_Excerpted passage_
--------

Loewenthal v. City of Highland Park

70 Ill. App. 2d 236 | Ill. App. Ct. | 1966

MR. PRESIDING JUSTICE MORAN

delivered the opinion of the court.

This appeal arises because of a conflict between the need of the City of Highland Park in Lake County, defendant-appellee, to reopen an access route to its lakefront and the desires of the property owners, plaintiffs-appellants, along that access route to remain in wooded seclusion.

The original plat of the City of Highland Park was recorded in 1869 and showed two access routes, namely Park Avenue and Ravine Place running to the Lake Michigan waterfront. Both roads met at the waterfront and split as they proceeded up the bluff to the main section of the city. In 1926, the city council changed the name of Ravine Place to Egandale Road and Egandale is the road now in controversy. Prior to 1933 Egandale Road was used for pedestrian and vehicular traffic, but upon the completion of the paving of Park Avenue in 1933, Egandale Road was barricaded to traffic at the top of the bluff. Even though the road has been closed to vehicular traffic the city and utility company have maintained water mains, electrical cables and a sanitary sewer within the right-of-way of Egandale Road. Subsequent to 1933, one of the plaintiffs, a Mr. Weinress, planted certain shrubs inside the right-of-way and he has maintained them in the sense that they have been pruned and thinned in an apparent effort to retard soil erosion.

As a result of increased traffic to and from the lakefront, the corporate authorities of the city determined to reopen and pave Egandale Road. Nearby property owners did not view this as an improvement and brought this action to restrain the city’s plans.

The trial court issued a temporary injunction to keep the status quo and referred the matter to a master-in-chancery to take proofs. Subsequently, the master-in-chancery found the issues in favor of the city and the trial court entered a judgment order confirming his decision and dismissing the cause. The aggrieved property owners raise two issues on appeal; first, that the city has abandoned the right-of-way of Egandale Eoad, and secondly, that the city’s proposed improvement, if that it be, is not in accordance with city ordinances covering road construction.

It is a long standing rule in this state that mere nonuse by a municipality does not constitute an abandonment of a right-of-way. Village of Lee v. Harris, 206 Ill 428, 437, 438 (1903). As the Supreme Court said in Zempel v. Butler, 17 Ill2d 434, 439, 161 NE2d 818 (1959):

“There is a salutary reason why estoppel against a municipality should be used sparingly and only where the intent not to accept is evident. Streets are dedicated for the use of the public and the public’s right to use them should not be lightly treated.”

The only exception to this rule is where the non-use is of long standing and in reliance upon the nonuse, adjacent owners have made improvements of such a lasting and valuable character that to permit the public to assert the right to repossess itself of the road would entail great pecuniary loss and sacrifice upon the person making the improvements. City of DeKalb v. Luney, 193 Ill 185, 61 NE 1036 (1901). In the Zempel case the property owner had built a driveway, basketball courts and planted shrubs on the property in question and in that instance it was held that he had not made improvements of such a nature as to require an estoppel. In the case at bar, the most that can be said for the plaintiffs is that they have planted certain shrubs. They allege that they have relied upon the nonuse by the city. On the other hand, all of the plaintiffs purchased their property after the recording of the original plat and they are presumed to know the existence of Egandale Road. They can hardly argue that they relied only upon the facts which helped them and ignored those facts harmful to their position.

--------

_Complete the following_
[a] Quote the court opinion, starting with "The trial court issued" and going on through "covering road construction.".
[b] According to the court opinion, what name did the city council give Ravine Place in 1926?
The rows that come next are from a separate source.

_Data provided_

--------

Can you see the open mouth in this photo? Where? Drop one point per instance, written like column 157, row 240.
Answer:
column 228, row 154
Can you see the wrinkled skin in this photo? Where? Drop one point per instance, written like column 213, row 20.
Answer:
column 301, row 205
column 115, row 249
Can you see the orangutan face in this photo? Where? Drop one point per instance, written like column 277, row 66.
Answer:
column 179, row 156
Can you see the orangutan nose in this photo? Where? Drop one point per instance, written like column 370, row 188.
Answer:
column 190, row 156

--------

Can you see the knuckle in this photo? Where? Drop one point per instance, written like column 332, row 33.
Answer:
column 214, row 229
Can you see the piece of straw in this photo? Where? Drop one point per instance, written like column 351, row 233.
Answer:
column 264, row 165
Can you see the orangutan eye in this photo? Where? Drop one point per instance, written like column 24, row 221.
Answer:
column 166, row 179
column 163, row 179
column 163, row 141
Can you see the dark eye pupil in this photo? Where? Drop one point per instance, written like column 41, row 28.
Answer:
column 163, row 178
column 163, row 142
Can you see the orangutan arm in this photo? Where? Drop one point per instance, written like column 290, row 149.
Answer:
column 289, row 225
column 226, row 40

--------

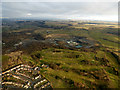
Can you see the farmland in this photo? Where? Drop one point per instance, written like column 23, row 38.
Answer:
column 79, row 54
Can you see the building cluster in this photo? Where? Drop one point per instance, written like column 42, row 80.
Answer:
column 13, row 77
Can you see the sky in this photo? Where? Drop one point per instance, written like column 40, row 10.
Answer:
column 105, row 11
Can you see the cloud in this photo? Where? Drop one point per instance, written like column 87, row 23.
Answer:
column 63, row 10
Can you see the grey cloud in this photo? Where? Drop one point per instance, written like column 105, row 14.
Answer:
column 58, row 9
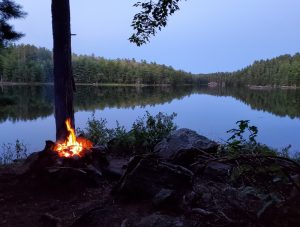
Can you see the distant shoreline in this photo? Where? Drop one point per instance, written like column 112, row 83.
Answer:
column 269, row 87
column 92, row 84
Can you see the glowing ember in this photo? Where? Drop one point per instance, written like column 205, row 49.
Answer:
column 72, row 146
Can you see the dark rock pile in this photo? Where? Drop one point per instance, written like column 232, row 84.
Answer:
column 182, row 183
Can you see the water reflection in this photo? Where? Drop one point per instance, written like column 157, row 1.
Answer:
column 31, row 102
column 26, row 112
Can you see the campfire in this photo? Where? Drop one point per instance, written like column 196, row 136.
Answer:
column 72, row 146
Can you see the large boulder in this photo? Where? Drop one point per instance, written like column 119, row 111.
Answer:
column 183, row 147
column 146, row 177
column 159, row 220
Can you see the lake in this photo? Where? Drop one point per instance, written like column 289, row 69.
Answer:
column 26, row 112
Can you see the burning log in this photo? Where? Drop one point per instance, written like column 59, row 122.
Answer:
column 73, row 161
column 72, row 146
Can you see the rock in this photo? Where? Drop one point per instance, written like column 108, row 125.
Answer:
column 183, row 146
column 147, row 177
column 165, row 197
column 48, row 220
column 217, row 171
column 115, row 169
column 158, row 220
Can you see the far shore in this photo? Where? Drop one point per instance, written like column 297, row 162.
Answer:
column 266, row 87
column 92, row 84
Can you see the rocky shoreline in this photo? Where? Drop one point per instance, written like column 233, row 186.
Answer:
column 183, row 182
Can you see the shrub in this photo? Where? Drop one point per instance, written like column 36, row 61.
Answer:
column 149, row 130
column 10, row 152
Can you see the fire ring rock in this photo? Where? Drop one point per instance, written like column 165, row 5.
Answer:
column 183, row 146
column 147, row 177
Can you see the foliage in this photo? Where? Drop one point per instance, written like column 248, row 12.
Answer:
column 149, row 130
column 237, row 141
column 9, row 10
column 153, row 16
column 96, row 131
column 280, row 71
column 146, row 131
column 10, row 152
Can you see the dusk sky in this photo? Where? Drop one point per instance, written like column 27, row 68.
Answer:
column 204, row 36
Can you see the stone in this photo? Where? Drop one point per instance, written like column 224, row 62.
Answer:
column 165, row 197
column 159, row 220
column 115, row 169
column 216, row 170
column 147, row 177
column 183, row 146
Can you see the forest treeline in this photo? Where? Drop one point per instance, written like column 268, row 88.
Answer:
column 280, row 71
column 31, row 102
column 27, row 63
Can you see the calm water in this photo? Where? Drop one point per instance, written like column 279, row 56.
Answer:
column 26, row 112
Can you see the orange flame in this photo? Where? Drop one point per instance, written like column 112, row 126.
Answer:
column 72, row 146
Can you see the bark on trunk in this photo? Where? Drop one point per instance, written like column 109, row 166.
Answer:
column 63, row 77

--------

_Responses_
[a]
The trial court issued a temporary injunction to keep the status quo and referred the matter to a master-in-chancery to take proofs. Subsequently, the master-in-chancery found the issues in favor of the city and the trial court entered a judgment order confirming his decision and dismissing the cause. The aggrieved property owners raise two issues on appeal; first, that the city has abandoned the right-of-way of Egandale Eoad, and secondly, that the city’s proposed improvement, if that it be, is not in accordance with city ordinances covering road construction.

[b] Egandale Road